======== SUPPLIED INFORMATION

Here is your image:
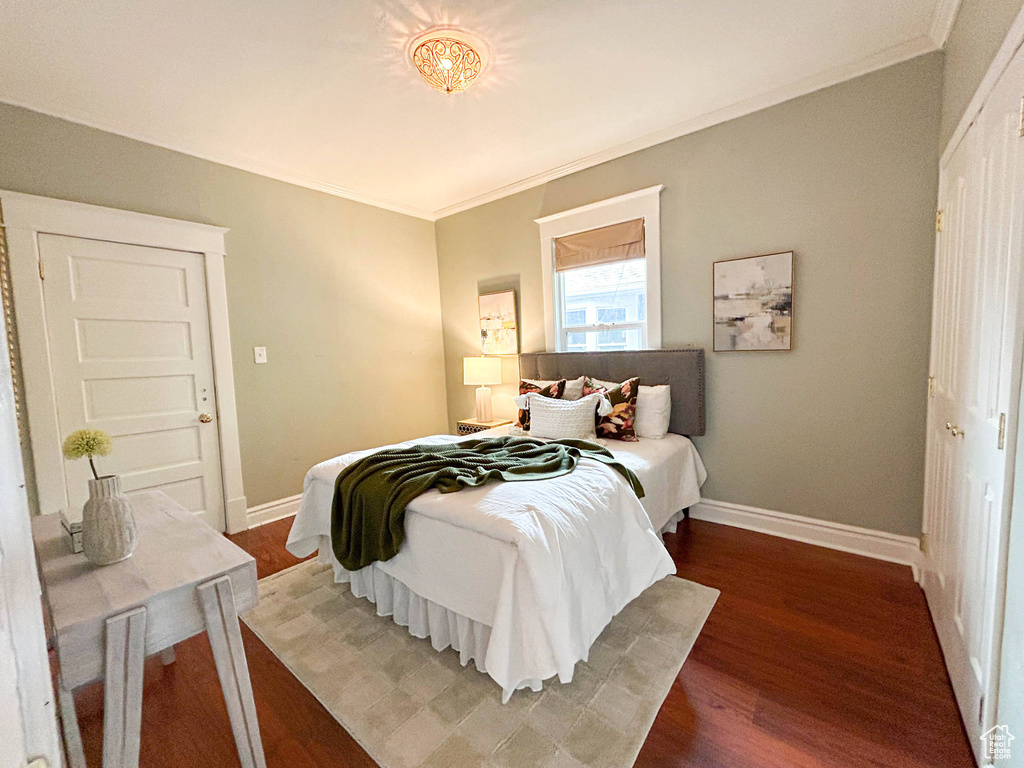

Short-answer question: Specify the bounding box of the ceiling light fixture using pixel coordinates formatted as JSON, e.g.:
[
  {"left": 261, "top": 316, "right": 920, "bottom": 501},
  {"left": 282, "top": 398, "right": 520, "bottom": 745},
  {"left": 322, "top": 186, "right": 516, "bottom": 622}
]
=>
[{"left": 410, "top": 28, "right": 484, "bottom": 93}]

================

# [TASK DESCRIPTION]
Recast the records above as a JSON list of strings, one string for each line, with blank lines and the pictures left out.

# [FULL RESPONSE]
[
  "Here is your image:",
  "Short-answer question: Specify the bounding box of the ceiling light fixture using pixel coordinates formatted as JSON, e.g.:",
  "[",
  "  {\"left\": 261, \"top\": 316, \"right\": 920, \"bottom\": 501},",
  "  {\"left\": 282, \"top\": 398, \"right\": 520, \"bottom\": 745},",
  "  {\"left\": 322, \"top\": 186, \"right\": 516, \"bottom\": 622}",
  "]",
  "=>",
  "[{\"left\": 410, \"top\": 28, \"right\": 484, \"bottom\": 93}]"
]